§ Selected passage:
Thompson Rivers University

A day in the life of a WolfPack volleyball player

  Posted on: February 7, 2019

Student-athlete Avery Pottle shares her schedule and tips for time management.

Student-athlete Avery Pottle majors in biology and minors in psychology. She hopes to attend medical school after completing her undergrad to pursue a career in obstetrics. In her third year with the TRU Wolfpack Women’s Volleyball team, Avery believes that what you do when no one else is watching is indicative of character and is also the key to success.

The following is a typical day in the life of a varsity volleyball player.

6:15 a.m.: Wake up and get ready for the day. I don’t have a ton of time in the mornings as I must be out the door by 6:40 am, so I have my practice uniform laid out the night before and do food prep in advance.

Depending on the length of my work day, I generally pack rice, veggies and either salmon or chicken, and then a bunch of fruits, vegetables and other snacks to get me through.

§ About this exercise:
Can you reproduce the part of the volleyball player article that opens with "Posted on: February" and closes with "prep in advance.", swapping "biology" for "chemistry"?

§ Entries supplied:

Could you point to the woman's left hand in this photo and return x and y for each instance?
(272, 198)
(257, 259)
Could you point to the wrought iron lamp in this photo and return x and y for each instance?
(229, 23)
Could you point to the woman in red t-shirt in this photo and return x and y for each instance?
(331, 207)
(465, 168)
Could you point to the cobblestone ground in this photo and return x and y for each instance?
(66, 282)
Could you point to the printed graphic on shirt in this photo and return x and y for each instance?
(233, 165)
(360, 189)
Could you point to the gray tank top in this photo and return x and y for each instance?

...

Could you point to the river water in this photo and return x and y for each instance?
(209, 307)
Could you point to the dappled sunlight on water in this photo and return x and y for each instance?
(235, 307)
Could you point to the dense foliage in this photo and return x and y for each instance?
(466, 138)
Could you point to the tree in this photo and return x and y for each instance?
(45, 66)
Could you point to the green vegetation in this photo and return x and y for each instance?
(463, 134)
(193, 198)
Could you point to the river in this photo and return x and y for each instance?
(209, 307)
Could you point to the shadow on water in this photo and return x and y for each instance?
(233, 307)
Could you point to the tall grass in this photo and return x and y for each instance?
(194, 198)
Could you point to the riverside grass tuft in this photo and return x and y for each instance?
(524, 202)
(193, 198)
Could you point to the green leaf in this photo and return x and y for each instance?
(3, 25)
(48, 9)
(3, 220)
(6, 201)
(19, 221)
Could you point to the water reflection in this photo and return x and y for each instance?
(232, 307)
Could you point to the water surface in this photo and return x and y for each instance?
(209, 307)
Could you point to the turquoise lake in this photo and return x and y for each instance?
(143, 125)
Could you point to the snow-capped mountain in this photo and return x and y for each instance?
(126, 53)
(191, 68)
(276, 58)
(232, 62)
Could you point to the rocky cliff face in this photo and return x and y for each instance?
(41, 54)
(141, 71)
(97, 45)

---

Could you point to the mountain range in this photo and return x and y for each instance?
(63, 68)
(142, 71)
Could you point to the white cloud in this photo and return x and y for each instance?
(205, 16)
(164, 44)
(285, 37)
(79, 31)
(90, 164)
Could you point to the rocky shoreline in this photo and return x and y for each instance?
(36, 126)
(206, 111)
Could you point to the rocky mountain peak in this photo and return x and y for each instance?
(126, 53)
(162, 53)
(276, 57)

§ Response to this task:
Posted on: February 7, 2019

Student-athlete Avery Pottle shares her schedule and tips for time management.

Student-athlete Avery Pottle majors in chemistry and minors in psychology. She hopes to attend medical school after completing her undergrad to pursue a career in obstetrics. In her third year with the TRU Wolfpack Women’s Volleyball team, Avery believes that what you do when no one else is watching is indicative of character and is also the key to success.

The following is a typical day in the life of a varsity volleyball player.

6:15 a.m.: Wake up and get ready for the day. I don’t have a ton of time in the mornings as I must be out the door by 6:40 am, so I have my practice uniform laid out the night before and do food prep in advance.